======== Records for processing

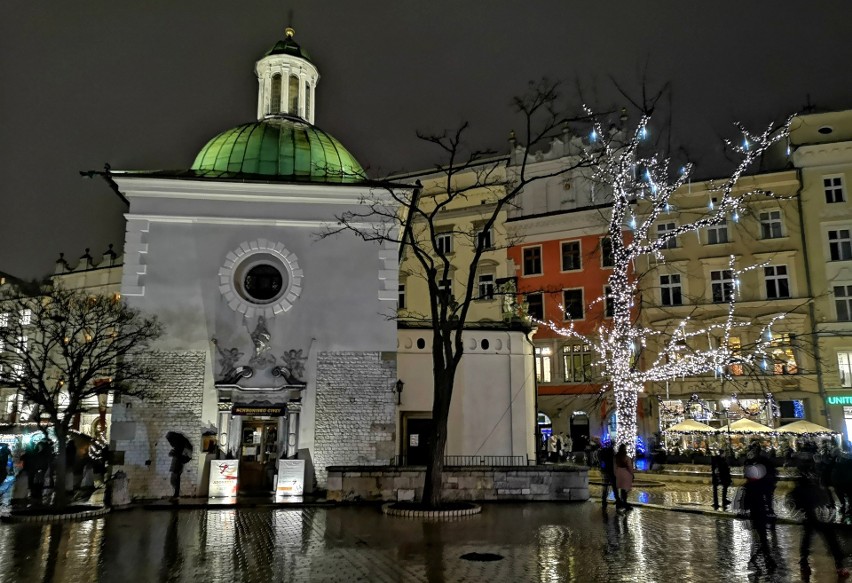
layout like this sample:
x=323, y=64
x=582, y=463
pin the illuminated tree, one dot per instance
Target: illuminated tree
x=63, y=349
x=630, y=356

================
======== Records for processing

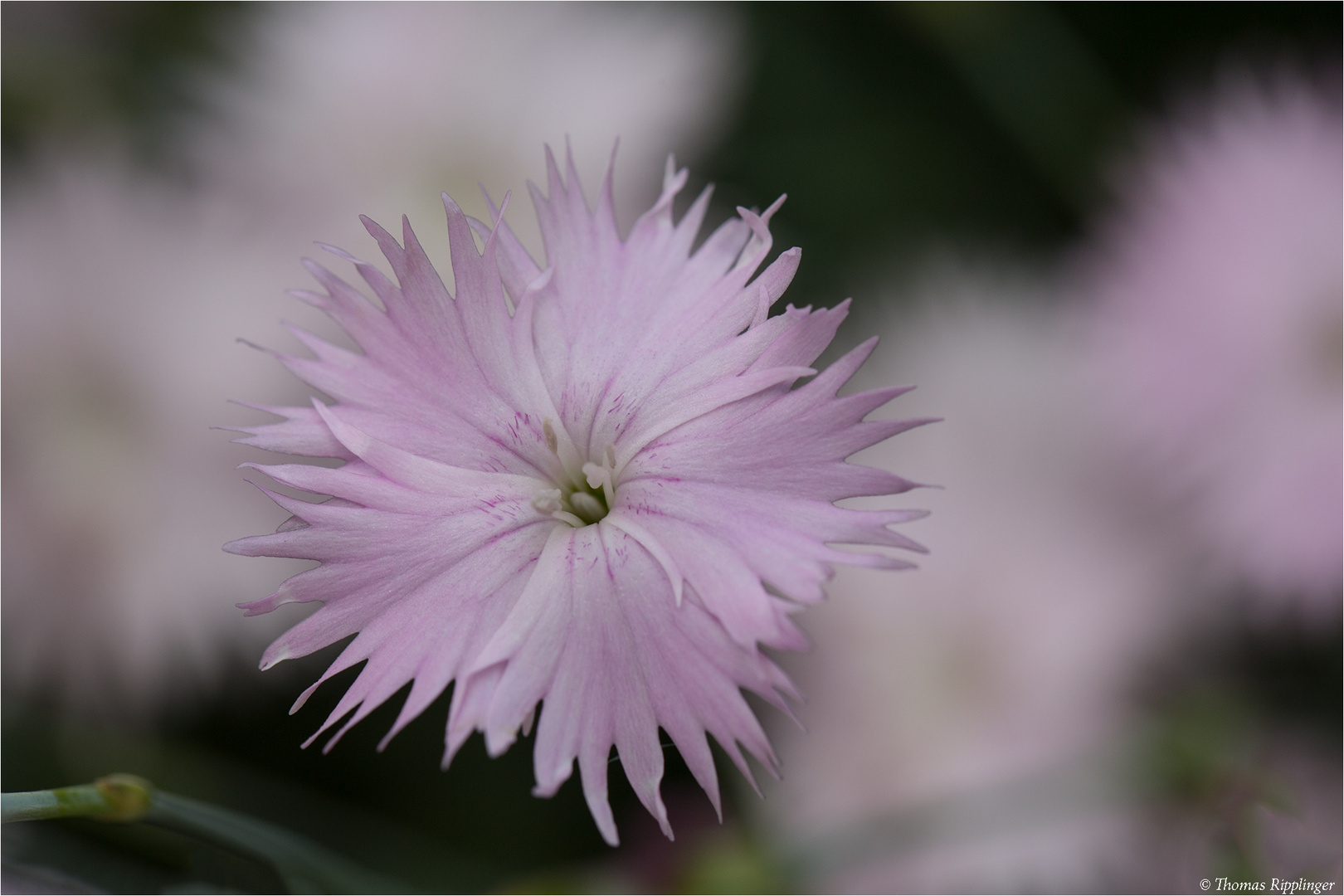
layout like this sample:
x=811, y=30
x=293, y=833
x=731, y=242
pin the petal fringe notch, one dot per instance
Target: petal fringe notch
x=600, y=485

================

» To be done: Count the lines in the rows above that contain the string "Target", matching case exactly. Reply with only the number.

» Solution to this problem: 2